***** MATERIAL PROVIDED *****

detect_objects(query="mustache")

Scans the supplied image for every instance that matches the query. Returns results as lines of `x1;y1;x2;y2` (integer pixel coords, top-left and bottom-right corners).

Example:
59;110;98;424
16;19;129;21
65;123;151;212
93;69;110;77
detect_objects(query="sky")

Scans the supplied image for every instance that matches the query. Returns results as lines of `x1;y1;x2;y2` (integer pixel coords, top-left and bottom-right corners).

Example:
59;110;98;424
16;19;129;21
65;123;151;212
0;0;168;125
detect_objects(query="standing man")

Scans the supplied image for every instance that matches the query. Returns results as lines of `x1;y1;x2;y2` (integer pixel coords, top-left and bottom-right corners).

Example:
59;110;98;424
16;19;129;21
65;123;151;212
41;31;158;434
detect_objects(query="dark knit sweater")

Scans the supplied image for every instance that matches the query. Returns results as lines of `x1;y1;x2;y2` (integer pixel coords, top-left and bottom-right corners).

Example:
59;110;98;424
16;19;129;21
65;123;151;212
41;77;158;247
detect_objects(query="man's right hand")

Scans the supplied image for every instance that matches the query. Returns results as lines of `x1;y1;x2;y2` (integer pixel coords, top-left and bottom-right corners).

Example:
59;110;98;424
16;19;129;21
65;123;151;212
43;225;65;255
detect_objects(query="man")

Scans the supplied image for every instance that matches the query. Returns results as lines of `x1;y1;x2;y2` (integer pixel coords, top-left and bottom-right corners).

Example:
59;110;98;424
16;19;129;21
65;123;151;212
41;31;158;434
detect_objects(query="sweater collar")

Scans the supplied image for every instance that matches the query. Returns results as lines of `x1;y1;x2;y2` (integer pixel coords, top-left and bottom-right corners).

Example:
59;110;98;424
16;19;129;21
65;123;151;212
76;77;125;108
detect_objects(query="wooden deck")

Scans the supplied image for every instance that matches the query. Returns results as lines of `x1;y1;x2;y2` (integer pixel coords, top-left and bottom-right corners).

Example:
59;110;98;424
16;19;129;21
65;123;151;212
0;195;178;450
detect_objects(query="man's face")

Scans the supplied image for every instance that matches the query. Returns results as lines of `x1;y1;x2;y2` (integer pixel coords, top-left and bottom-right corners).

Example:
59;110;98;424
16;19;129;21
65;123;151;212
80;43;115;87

*****

AIM OF THE EXERCISE:
Quote the material from its very beginning down through the line containing "93;69;110;77", keeping every line unchanged.

RESPONSE:
detect_objects(query="mustache")

Scans the supplied image for every instance that matches the query. Returns results as lines of `x1;y1;x2;y2` (integer pixel coords, top-left and bottom-right corners).

Example:
59;110;98;424
16;19;129;21
65;123;151;212
93;69;110;77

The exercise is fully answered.